REQUIREMENT:
Exactly as written, transcribe the lines that run from the one containing "paths: evenodd" to the end of the records below.

Stored items:
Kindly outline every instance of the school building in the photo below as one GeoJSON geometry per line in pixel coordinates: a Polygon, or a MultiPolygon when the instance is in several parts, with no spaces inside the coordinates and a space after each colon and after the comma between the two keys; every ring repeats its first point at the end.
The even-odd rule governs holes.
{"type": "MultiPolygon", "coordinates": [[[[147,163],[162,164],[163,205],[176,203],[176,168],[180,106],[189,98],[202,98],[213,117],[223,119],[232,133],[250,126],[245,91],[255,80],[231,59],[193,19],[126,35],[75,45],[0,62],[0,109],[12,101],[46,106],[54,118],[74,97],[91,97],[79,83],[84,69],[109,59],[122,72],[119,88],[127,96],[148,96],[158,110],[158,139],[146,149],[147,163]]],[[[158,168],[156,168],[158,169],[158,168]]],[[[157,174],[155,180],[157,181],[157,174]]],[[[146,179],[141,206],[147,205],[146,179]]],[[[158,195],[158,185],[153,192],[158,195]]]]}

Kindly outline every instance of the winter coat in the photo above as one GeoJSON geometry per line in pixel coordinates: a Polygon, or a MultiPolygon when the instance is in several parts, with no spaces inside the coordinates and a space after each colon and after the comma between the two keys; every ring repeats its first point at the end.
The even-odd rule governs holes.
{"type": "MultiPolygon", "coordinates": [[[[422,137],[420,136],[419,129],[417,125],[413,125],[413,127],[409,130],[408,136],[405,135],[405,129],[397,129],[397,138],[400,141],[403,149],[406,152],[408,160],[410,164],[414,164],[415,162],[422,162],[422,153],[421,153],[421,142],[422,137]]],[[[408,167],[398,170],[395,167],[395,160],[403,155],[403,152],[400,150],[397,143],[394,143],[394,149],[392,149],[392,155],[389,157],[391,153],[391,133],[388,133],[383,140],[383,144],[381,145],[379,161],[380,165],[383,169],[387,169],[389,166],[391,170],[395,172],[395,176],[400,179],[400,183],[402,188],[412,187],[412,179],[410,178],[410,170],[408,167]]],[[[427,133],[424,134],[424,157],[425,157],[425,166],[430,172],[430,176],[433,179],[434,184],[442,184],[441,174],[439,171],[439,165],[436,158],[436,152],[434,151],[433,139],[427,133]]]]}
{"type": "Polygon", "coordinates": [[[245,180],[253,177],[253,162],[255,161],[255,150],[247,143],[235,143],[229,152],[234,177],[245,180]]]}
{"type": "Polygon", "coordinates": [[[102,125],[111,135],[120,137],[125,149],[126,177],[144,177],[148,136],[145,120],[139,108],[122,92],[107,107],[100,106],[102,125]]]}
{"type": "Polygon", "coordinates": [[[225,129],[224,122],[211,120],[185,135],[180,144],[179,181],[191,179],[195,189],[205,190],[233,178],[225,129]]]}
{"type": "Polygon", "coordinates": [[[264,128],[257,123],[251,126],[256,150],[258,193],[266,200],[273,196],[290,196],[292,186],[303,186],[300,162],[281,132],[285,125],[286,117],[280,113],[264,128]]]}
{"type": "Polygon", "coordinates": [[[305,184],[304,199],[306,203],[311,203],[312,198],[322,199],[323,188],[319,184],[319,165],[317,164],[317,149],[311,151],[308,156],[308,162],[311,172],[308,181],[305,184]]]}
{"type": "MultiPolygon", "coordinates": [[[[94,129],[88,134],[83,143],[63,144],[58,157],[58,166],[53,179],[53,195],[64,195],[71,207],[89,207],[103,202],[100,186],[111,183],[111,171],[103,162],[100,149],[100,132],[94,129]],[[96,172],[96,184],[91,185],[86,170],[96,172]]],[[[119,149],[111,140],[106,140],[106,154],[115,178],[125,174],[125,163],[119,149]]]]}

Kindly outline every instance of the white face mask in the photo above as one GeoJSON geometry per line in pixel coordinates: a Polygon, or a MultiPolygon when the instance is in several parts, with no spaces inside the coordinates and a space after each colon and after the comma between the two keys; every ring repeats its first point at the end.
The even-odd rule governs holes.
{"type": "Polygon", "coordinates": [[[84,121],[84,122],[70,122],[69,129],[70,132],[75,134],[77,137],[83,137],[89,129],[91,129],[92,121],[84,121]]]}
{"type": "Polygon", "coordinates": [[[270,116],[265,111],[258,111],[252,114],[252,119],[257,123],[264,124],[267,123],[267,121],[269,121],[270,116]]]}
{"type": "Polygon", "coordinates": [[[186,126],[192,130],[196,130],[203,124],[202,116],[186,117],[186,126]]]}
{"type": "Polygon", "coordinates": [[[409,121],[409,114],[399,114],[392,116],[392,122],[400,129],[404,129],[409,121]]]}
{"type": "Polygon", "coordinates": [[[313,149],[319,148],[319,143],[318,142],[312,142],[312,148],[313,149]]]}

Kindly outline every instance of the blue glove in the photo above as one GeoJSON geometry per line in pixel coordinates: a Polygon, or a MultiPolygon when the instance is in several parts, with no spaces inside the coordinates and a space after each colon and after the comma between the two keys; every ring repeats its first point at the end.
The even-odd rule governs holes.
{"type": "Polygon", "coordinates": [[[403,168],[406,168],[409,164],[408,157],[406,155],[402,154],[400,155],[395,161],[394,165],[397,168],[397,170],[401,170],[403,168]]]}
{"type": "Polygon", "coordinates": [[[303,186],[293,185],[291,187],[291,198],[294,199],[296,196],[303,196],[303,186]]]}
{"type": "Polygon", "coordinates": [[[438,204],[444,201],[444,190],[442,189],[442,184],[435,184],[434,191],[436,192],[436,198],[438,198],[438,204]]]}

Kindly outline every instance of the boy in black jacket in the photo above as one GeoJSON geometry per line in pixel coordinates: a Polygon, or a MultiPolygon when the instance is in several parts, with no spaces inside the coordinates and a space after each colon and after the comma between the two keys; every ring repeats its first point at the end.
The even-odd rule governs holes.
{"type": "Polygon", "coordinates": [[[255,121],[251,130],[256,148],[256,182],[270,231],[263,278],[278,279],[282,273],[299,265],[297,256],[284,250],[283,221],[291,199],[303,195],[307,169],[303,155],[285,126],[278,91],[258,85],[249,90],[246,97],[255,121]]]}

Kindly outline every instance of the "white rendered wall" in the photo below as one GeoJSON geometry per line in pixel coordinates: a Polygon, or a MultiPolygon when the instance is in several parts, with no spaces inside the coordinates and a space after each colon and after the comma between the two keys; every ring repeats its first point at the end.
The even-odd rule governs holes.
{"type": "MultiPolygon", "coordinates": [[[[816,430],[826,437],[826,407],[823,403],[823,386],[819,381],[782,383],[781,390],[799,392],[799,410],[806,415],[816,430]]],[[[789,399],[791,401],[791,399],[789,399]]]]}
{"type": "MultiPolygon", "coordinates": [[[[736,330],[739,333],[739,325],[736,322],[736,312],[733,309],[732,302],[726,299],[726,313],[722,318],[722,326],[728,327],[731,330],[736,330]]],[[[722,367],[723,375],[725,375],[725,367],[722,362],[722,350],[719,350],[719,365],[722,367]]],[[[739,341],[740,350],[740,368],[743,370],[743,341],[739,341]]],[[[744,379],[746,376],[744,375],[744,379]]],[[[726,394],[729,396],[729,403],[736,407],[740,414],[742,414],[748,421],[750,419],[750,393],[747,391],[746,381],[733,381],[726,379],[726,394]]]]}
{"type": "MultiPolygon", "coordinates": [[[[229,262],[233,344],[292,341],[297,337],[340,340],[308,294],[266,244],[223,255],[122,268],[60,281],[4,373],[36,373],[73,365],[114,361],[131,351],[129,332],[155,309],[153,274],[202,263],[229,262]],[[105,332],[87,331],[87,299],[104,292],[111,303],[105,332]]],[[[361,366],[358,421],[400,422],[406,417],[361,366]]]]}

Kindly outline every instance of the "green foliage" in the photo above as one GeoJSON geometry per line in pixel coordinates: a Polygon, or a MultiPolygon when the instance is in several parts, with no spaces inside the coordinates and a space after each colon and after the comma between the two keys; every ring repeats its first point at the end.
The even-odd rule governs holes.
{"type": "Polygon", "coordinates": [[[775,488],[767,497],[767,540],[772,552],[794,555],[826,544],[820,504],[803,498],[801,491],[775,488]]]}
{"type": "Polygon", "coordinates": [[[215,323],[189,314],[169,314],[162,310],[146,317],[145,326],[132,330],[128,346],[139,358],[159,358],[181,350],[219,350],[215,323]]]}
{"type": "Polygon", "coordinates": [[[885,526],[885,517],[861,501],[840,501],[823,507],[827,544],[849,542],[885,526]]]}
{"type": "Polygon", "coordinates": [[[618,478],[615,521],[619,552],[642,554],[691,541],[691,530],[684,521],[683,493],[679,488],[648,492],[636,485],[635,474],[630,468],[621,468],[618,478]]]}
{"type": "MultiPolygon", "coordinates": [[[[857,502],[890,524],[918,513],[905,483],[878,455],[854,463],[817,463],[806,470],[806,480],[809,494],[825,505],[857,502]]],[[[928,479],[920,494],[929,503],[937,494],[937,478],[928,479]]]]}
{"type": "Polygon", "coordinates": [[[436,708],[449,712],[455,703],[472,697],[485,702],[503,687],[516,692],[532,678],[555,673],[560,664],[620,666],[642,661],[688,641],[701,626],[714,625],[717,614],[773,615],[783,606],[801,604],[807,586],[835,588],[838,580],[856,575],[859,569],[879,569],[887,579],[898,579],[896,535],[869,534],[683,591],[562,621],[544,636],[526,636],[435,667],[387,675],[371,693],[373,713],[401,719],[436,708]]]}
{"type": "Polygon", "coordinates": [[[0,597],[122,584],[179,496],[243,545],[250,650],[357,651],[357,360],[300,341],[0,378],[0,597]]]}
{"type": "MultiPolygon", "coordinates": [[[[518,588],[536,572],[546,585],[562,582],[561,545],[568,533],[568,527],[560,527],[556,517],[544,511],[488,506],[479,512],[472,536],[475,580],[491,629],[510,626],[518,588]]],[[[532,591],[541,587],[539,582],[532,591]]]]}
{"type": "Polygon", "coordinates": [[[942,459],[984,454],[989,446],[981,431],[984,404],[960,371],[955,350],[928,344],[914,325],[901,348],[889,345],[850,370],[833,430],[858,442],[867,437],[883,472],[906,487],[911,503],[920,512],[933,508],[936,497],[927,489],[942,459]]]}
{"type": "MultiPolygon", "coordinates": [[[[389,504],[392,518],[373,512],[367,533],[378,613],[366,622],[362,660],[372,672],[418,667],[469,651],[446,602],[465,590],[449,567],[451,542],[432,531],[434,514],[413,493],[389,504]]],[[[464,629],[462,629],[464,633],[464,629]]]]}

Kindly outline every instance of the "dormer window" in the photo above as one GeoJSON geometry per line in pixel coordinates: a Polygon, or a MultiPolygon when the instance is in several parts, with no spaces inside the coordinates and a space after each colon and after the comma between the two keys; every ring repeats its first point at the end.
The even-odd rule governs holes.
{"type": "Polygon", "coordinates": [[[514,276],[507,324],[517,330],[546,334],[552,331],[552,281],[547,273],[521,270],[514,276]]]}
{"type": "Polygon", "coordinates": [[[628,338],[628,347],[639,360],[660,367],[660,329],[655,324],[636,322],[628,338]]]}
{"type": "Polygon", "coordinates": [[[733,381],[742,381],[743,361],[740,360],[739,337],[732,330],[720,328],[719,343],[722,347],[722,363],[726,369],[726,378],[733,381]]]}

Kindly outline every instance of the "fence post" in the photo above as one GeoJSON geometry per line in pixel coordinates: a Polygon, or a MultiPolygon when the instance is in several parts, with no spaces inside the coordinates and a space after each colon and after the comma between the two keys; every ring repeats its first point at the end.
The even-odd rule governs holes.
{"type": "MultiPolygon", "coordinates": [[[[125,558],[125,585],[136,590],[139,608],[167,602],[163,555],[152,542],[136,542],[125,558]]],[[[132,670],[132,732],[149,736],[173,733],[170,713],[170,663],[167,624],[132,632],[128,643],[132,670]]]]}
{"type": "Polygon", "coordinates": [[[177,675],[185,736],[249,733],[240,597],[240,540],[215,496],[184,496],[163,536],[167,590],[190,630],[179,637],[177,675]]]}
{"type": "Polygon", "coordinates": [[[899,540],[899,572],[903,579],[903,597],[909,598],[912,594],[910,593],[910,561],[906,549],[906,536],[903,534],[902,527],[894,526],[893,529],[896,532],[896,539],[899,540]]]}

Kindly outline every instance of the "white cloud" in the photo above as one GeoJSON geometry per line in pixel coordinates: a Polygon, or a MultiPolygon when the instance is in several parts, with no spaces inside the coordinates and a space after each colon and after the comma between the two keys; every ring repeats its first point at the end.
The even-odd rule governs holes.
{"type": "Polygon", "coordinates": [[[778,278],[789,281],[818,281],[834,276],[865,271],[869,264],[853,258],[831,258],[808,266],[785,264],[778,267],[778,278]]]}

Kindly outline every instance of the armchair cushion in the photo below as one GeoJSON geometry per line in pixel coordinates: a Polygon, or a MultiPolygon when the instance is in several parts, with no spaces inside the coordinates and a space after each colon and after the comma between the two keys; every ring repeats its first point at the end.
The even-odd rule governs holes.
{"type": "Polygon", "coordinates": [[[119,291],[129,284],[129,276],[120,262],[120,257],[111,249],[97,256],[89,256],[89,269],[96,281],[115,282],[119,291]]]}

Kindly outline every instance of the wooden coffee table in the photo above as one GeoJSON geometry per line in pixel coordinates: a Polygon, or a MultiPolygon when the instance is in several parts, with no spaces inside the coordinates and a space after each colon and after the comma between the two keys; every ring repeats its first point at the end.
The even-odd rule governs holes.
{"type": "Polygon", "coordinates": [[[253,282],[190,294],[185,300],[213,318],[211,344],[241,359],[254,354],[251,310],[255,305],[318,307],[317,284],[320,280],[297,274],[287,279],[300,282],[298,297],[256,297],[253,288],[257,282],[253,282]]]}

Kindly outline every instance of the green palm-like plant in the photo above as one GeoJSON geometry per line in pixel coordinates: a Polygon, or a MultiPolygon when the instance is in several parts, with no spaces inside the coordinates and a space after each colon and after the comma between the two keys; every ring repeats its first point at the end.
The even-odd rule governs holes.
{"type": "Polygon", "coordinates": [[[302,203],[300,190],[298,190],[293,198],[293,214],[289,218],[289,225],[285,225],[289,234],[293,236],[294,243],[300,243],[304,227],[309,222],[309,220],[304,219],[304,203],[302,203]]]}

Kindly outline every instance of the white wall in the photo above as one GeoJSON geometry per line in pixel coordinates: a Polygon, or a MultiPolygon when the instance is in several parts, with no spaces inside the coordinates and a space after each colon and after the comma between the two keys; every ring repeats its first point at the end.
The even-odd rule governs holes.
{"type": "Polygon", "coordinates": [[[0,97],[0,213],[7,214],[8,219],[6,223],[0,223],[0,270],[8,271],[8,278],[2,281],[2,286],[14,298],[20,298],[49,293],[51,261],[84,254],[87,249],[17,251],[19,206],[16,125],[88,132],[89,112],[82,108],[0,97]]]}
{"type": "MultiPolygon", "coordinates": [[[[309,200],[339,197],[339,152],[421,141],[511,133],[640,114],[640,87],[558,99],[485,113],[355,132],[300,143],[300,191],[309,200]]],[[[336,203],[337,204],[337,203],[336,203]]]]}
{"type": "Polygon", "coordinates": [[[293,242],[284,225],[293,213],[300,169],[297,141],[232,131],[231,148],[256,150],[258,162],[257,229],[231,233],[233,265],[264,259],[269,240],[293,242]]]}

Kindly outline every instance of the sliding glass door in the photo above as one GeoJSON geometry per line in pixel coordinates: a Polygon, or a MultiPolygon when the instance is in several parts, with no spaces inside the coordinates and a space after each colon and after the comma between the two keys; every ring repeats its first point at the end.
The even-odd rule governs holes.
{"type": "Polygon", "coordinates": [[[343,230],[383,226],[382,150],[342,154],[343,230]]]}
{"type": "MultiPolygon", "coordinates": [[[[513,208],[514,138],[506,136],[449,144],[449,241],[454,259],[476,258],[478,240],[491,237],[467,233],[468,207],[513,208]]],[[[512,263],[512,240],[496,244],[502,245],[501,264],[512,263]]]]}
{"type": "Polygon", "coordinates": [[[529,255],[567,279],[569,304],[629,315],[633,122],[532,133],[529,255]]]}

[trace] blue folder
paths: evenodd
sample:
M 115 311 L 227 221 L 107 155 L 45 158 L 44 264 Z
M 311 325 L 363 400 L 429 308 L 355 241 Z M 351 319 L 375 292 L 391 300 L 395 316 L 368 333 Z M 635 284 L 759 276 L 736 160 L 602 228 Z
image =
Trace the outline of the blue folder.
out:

ANSWER TO THE EXERCISE:
paths: evenodd
sample:
M 115 311 L 227 221 L 107 155 L 45 158 L 44 264 Z
M 311 325 L 363 400 L 429 308 L 355 241 Z M 351 319 L 375 292 L 391 300 L 395 316 L 368 333 Z M 635 284 L 759 276 L 736 160 L 602 228 Z
image =
Trace the outline of the blue folder.
out:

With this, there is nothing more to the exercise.